- SELECTED PASSAGE
........

What works to manage demand in planned care, in what circumstances?

crowded hospital

Managing demand for planned health care is described in this report as a “wicked problem” – demand for healthcare is outpacing capacity to meet it.

Health economies have tried various approaches to managing demand; referral management centres, expanded roles, direct access amongst others. But the evidence base has been mixed, of variable quality and sometimes conflicting findings.

This synthesis of evidence sets out to understand what works but with a particular focus on context, to understand what works, in what settings and why.


This is a realist synthesis, which is a theory-based approach developed (by one of the authors) in recognition of the complexity of change in healthcare systems.  This method recognises that interventions will vary from one setting to another, including the components, the local context and the factors which influence outcomes.  The realist approach aims to move beyond a simple judgment of whether or not an intervention works (which is overly simplistic for complex change interventions that involve changing behaviours) and seeks to gain a better understanding of how and why an intervention might work, in what circumstances and to what extent.

The authors conducted a literature search in two phases: initially exploring the “ideas literature” to extract the underlying theories of change behind demand management and then identifying relevant empirical studies on demand management interventions.

Throughout the study, the team engaged with a range of stakeholders, including patient groups.

tug of war

The study team considered areas of tension within the system including motivations, expertise, mandates, cost containment and patient choice


The authors share findings on four specific approaches to demand management:

  1. Referral management centres
  2. GPs with special interest
  3. Direct access
  4. Guidelines

There’s simply so much information in the final report, that I can’t do it justice in this short blog.  Some of the key messages which resonated with me included:

  • The unintended consequences of interventions such as workarounds, where clinicians haven’t been involved in the design and therefore don’t fully trust the new system;
  • Variations in how expanded GP roles have been implemented, resulting in mixed evidence;
  • Some benefits of direct access for ruling out diagnoses, but some risks of overdiagnosis for differential diagnosis tests;
  • Various inherent tensions within the system, such as:
    • Patient choice versus generic guidelines
    • Disease-focused guidelines that don’t address multimorbidity
    • Blanket recommendations in an environment of financial challenge.

........

- Excerpts from a dataset
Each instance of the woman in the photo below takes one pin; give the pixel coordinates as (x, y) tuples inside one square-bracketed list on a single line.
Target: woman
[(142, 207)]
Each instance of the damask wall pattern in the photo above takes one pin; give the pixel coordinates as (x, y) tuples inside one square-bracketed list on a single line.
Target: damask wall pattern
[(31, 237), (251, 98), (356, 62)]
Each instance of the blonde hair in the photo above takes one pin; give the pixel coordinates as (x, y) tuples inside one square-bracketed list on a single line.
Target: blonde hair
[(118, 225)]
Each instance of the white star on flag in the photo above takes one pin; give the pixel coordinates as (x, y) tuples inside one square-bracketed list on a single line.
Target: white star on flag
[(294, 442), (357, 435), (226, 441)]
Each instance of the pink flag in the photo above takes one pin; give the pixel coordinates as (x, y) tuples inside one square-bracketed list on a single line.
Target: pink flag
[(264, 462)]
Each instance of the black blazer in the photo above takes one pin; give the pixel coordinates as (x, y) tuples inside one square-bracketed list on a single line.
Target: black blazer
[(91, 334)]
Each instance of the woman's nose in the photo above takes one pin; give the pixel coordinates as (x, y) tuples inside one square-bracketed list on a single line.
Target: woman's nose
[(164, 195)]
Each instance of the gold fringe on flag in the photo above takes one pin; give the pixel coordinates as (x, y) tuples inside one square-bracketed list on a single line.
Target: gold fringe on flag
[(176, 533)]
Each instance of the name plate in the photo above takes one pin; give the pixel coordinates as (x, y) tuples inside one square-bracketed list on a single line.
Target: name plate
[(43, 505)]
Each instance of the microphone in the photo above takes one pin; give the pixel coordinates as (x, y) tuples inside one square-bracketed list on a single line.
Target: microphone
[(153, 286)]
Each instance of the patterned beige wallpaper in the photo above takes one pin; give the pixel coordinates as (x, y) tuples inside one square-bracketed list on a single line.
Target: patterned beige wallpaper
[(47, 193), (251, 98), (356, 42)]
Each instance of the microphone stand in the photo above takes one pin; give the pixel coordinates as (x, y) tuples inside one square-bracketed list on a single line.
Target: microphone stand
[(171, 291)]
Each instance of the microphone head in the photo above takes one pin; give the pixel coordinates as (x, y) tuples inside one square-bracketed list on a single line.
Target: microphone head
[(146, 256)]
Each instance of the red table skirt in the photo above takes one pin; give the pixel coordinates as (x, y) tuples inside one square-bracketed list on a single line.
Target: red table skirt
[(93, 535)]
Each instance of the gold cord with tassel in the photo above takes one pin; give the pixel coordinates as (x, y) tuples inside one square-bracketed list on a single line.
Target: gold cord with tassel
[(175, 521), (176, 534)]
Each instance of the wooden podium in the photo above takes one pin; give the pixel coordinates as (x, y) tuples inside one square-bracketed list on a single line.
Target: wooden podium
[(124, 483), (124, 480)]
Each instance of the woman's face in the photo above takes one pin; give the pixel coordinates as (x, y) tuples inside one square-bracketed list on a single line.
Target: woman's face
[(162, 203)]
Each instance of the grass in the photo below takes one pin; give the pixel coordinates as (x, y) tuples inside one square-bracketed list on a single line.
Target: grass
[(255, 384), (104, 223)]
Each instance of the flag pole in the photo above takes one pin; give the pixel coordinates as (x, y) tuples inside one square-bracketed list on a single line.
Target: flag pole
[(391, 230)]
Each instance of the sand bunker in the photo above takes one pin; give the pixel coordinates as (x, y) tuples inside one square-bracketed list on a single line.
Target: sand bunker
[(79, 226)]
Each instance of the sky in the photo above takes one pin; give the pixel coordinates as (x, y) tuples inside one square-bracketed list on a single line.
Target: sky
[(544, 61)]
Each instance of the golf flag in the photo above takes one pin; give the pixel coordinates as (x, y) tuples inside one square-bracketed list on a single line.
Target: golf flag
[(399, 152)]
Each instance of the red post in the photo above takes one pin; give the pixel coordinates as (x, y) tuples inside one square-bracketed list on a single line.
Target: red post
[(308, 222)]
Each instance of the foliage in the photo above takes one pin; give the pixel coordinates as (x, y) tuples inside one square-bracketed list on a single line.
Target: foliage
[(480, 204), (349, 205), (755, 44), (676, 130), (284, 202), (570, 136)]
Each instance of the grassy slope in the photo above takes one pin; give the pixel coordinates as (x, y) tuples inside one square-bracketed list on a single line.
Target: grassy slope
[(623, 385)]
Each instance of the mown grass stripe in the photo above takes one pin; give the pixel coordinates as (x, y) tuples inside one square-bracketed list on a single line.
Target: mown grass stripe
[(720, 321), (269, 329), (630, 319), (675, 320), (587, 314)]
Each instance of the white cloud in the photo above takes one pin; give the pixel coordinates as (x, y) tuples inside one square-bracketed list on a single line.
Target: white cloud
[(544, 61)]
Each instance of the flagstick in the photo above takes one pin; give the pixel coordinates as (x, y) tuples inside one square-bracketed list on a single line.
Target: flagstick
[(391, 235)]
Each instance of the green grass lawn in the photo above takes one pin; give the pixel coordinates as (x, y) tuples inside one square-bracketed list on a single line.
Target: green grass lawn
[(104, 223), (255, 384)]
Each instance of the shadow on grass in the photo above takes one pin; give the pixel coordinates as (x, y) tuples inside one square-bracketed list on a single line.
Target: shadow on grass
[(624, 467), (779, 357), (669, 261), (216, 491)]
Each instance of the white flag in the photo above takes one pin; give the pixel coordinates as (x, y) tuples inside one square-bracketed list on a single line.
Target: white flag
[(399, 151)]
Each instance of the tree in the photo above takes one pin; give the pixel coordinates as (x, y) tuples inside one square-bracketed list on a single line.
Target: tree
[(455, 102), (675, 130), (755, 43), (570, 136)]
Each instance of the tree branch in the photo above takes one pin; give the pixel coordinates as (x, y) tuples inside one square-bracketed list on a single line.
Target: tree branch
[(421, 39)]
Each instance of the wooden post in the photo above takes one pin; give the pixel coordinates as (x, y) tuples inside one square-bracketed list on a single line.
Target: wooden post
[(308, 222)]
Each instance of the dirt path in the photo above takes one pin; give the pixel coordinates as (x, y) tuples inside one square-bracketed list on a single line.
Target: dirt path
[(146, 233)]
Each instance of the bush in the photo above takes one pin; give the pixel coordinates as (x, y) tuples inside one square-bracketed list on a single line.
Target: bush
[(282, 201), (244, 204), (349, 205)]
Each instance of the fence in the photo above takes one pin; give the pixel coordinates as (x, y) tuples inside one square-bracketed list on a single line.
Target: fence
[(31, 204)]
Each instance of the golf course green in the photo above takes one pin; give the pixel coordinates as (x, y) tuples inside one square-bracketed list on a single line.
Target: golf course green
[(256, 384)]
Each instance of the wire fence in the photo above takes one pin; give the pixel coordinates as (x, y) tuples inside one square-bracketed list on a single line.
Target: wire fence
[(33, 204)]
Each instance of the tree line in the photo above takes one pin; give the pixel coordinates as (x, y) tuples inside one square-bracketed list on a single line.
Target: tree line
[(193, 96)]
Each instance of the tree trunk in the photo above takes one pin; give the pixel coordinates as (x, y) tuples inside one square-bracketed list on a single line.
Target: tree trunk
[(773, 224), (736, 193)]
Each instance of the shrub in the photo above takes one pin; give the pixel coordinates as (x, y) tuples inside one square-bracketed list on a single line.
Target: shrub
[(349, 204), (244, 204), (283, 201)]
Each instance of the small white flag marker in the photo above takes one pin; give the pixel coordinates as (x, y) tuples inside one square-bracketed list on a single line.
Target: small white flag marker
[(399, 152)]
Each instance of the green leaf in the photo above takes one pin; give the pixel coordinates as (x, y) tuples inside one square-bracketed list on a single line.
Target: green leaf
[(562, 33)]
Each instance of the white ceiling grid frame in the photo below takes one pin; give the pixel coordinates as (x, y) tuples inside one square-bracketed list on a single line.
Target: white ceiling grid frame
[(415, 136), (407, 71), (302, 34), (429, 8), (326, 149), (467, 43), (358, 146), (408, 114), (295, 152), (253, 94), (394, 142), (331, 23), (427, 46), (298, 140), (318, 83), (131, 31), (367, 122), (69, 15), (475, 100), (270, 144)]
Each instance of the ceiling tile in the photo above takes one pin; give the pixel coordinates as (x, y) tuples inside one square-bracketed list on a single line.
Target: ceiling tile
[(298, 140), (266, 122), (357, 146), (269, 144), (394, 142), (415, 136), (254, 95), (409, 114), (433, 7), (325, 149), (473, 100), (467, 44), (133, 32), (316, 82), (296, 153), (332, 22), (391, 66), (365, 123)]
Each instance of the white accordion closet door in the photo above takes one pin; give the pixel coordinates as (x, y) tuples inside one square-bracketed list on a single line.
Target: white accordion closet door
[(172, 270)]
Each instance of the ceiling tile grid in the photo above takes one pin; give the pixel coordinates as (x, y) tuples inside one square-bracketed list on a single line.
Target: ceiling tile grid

........

- INSTRUCTIONS TO FOLLOW
According to the blog post on managing demand in planned care, which four approaches to demand management do the authors report findings on?

- TASK RESULT
Referral management centres, GPs with special interest, direct access, and guidelines.